** What needs to be done **
Give back the material word for word, every line included.

═══ Exercise input ═══

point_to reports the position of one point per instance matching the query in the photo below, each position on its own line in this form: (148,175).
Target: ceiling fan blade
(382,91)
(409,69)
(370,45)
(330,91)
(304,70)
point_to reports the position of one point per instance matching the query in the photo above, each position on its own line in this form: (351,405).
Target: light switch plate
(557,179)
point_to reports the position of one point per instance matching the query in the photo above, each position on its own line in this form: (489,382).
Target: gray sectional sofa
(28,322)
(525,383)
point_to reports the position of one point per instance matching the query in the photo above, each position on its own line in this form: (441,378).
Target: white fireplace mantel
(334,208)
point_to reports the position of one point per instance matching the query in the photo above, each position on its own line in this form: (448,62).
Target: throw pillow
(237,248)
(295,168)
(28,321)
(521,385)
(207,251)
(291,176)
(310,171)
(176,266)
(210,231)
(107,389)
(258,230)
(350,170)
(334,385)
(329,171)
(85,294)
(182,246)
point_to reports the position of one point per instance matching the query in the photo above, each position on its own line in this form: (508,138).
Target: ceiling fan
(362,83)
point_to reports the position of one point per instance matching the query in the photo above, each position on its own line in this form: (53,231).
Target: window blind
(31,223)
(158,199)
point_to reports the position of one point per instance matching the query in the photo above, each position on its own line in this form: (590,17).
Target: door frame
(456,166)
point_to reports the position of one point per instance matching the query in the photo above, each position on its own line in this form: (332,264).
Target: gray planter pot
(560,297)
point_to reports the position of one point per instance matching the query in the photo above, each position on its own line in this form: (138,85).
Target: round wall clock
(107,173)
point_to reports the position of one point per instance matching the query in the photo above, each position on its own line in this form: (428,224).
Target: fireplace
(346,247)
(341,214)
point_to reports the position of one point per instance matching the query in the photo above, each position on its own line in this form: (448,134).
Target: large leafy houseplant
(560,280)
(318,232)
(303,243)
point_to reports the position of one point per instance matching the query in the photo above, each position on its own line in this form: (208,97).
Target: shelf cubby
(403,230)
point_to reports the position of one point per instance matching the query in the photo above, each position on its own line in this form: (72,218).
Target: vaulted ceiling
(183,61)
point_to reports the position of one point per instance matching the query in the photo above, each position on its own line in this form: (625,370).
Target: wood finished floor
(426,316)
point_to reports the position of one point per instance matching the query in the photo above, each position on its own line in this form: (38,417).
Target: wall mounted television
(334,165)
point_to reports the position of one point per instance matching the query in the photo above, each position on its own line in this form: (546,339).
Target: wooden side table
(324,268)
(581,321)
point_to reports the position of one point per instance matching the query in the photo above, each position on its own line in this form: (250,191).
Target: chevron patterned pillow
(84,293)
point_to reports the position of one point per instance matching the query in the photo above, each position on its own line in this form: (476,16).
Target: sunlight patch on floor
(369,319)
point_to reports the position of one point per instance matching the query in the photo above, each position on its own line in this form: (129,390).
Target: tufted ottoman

═══

** Result below **
point_to reports the position of one point per instance matching the query in the photo below, each position on its own line in this form: (148,175).
Target: ceiling fan blade
(382,91)
(409,69)
(370,45)
(330,91)
(304,70)
point_to reports the position of one point per instance matching the query in the photo above, each position on its own line in this form: (351,405).
Target: light switch plate
(557,179)
point_to reports the position of one point per instance matching the query in the photo above, each position on its own line in this form: (489,382).
Target: gray sectional sofa
(28,322)
(525,383)
point_to reports the position of one point per instance matching the query in the photo above, each position on its own line in this form: (441,378).
Target: white fireplace mantel
(334,208)
point_to reports the position of one point per instance matching the query in the photo above, each position on its own line in this form: (448,62).
Target: throw pillow
(237,248)
(295,168)
(28,321)
(521,385)
(207,251)
(291,176)
(310,171)
(176,266)
(210,231)
(107,389)
(258,230)
(350,170)
(334,385)
(329,171)
(85,294)
(182,246)
point_to reports the position of one point per instance matching the query in the photo above, each position on its own line in this form: (508,138).
Target: ceiling fan
(362,83)
point_to reports the position of one point per instance matching the query in the photo above, each position on its own line in this form: (53,231).
Target: window blind
(31,223)
(158,199)
point_to reports the position of one point per instance matching the query in the photo above, each position on its own line in this form: (590,17).
Target: door frame
(456,166)
point_to reports the position of one point per instance matching the query in the photo above, each position on its own line in this form: (332,264).
Target: gray planter pot
(560,297)
point_to reports the position of one point per instance matching the query in the photo above, each position on its own line in this form: (138,85).
Target: round wall clock
(107,173)
point_to reports the position of one point per instance matching the query in the photo above, each position on its own line in this form: (428,224).
Target: fireplace
(346,247)
(341,214)
point_to reports the position of one point per instance matching the query in the photo above, each position on its own line in this form: (448,134).
Target: large leafy houseplant
(560,280)
(318,232)
(303,243)
point_to reports the position of one point per instance matching the query in the photo above, each position on its own line in this form: (208,97).
Target: shelf cubby
(403,230)
point_to reports the position of one point per instance matching the query in the photo above, each position on its own line in this form: (72,218).
Target: vaulted ceiling
(183,61)
point_to reports the position of one point per instance matching the query in the photo above, each position on its own line in this form: (625,370).
Target: wood finished floor
(426,316)
point_to reports the position of one point per instance matching the query in the photo above, each position on its own line in this form: (38,417).
Target: wall mounted television
(334,165)
point_to reports the position of one point per instance matching the query in the photo above, each position on its own line in this form: (546,339).
Target: wooden side table
(324,268)
(581,321)
point_to reports the position of one point per instance matching the query in the photo above, each position on its own line in this form: (250,191).
Target: chevron patterned pillow
(84,293)
point_to reports the position of one point per instance matching the query in the photo above, each position on its own line in this form: (476,16).
Target: sunlight patch on floor
(369,319)
point_to reports the position of one point per instance matching the query in the photo above, each position on its own line in this form: (129,390).
Target: tufted ottoman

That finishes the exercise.